Stated goal A:
According to the UNOMI-908 issue text, how often is the ClusterNode document's heartbeat field updated?
Stated goal B:
Quote the part of the UNOMI-908 issue text that opens with the words containing "A second point" and closes with "and proven algorithm.".
Stated goal C:
Extend the UNOMI-908 issue text about replacing polling with a distributed cache, continuing from where it stops.

** start Reading text **

[jira] [Updated] (UNOMI-908) Introduce Distributed Cache to avoid intensive polling

Jerome Blanchard (Jira) Thu, 18 Sep 2025 06:55:35 -0700


     [ 
https://issues.apache.org/jira/browse/UNOMI-908?page=com.atlassian.jira.plugin.system.issuetabpanels:all-tabpanel
 ]


Jerome Blanchard updated UNOMI-908:
-----------------------------------
    Description: 
h3. Context

Currently, some Unomi entities (like rules, segment, propertyTypes...) are 
polled in Elastic Search every seconds using Scheduled Job to ensure that if a 
another Unomi node has made some modifications on it, it is locally refreshed.
There is no need of explanation to understand that this approach, while 
functioning, is not efficient moreover in case of low frequency updates of the 
entity. 
More than that, without a strong scheduler engine capable of watchdog and 
failover, naïve scheduler implementation can die silently causing invisible 
integrity problems leading to corrupted data. We already faced similar 
production issues having nodes with different rule set. 

A second point is with the removal of Karaf Cellar (Karaf cluster bundle and 
config propagation feature) in Unomi 3, another cluster topology monitoring has 
been introduced. This new implementation rely on a dedicated entity : 
ClusterNode stored in a dedicated index of elasticsearch.  
Every 10 seconds (using also a scheduled job), the ClusterNode document is 
updated by setting its heartbeat field to the current timestamp. In the same 
time, other ClusterNode are checked to see if the latest heartbeat is fresh 
enough to keep it or not.
This topology management is very resource-intensive and does not follow state 
of the art in terms of architecture. 
Topology information is not something that need to be persisted (expect for 
needs of audit which is not the case here) and must to be managed in memory 
using dedicated and proven algorithm.

** end Reading text **
** start Information supplied **

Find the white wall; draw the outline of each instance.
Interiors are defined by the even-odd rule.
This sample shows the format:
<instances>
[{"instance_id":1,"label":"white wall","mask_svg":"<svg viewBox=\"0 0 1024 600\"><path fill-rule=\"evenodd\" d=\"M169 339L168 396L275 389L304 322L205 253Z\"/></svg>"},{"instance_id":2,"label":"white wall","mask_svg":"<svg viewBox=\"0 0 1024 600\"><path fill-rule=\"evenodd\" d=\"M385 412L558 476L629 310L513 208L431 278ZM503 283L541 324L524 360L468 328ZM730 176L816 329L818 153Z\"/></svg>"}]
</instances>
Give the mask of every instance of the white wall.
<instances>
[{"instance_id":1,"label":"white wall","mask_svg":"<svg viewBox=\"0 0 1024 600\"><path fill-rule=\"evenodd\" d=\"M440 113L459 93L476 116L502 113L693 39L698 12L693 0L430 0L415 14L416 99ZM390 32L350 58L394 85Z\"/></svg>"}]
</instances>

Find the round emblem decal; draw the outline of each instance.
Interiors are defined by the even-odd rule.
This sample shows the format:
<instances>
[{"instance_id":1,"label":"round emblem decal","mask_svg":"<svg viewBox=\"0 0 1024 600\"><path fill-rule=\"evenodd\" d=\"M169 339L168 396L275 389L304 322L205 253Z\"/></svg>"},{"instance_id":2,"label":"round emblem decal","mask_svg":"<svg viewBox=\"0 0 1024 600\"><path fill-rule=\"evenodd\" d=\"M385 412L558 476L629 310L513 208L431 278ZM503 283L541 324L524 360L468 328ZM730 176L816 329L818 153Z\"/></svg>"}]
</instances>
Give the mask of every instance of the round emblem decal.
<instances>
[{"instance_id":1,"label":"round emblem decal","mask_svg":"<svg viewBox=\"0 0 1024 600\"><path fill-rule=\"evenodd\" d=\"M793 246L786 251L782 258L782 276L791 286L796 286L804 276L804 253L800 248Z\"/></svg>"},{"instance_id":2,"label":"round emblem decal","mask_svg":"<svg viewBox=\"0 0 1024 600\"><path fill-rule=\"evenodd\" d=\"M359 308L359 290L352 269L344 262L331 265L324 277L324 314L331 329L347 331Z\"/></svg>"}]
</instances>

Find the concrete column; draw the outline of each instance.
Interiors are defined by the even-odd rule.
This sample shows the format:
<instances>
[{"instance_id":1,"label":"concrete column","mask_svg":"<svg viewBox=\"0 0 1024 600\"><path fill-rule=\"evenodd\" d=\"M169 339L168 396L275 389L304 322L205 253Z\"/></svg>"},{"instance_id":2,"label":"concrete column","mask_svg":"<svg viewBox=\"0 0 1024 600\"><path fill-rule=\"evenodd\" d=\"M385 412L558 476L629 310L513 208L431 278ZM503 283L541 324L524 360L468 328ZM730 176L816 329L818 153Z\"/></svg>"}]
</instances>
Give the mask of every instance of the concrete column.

** end Information supplied **

Output A:
Every 10 seconds, using a scheduled job.

Output B:
A second point is with the removal of Karaf Cellar (Karaf cluster bundle and 
config propagation feature) in Unomi 3, another cluster topology monitoring has 
been introduced. This new implementation rely on a dedicated entity : 
ClusterNode stored in a dedicated index of elasticsearch.  
Every 10 seconds (using also a scheduled job), the ClusterNode document is 
updated by setting its heartbeat field to the current timestamp. In the same 
time, other ClusterNode are checked to see if the latest heartbeat is fresh 
enough to keep it or not.
This topology management is very resource-intensive and does not follow state 
of the art in terms of architecture. 
Topology information is not something that need to be persisted (expect for 
needs of audit which is not the case here) and must to be managed in memory 
using dedicated and proven algorithm.

Output C:
h3. Proposal

The goal here is to propose a solution that will address both problems by 
relying on an external, proven and widely used solution: distributed caching 
with Infinispan.

Because distributed caching libraries needs to rely on a cluster topology 
manager inside, we could use the same tools for managing entities cache without 
polling AND to discover and monitor the cluster topology.

We propose to use the generic caching features already available for Karaf: 
Infinispan. It will be packaged as a dedicated generic caching service based on 
annotated methods and directly inspired by the current Unomi entity cache.

Thus, the underlying JGroups library used in Infinispan will also be exposed to 
refactor the Unomi ClusterService instead of using a persistent entity.

By externalizing caching into a dedicated, widely used and proven solution the 
Unomi code will become lighter and more robust to manage cluster oriented 
operations on entities.

The use of a Distributed Cache for persistent entities is something that is 
widely used for decades and integrated in all Enterprise Level framework (EJB, 
,Spring, ...) for a very long time. This is proven technology with very strong 
implementation and support and Infinispan is one of the best reference in that 
domain (used in Widlfy, Hibernate,  Apache Camel, ...)
h3. Tasks
 * Package a Unomi Cache feature that will rely on the existing Karaf 
Infinispan Feature
 * Refactor ClusterServiceImpl to takes advantage of infinispan cluster manger 
or simply store ClusterNode in the DistributedCache instead of in ElasticSearch.
 * Remove Elasticsearch-based persistence logic for ClusterNode.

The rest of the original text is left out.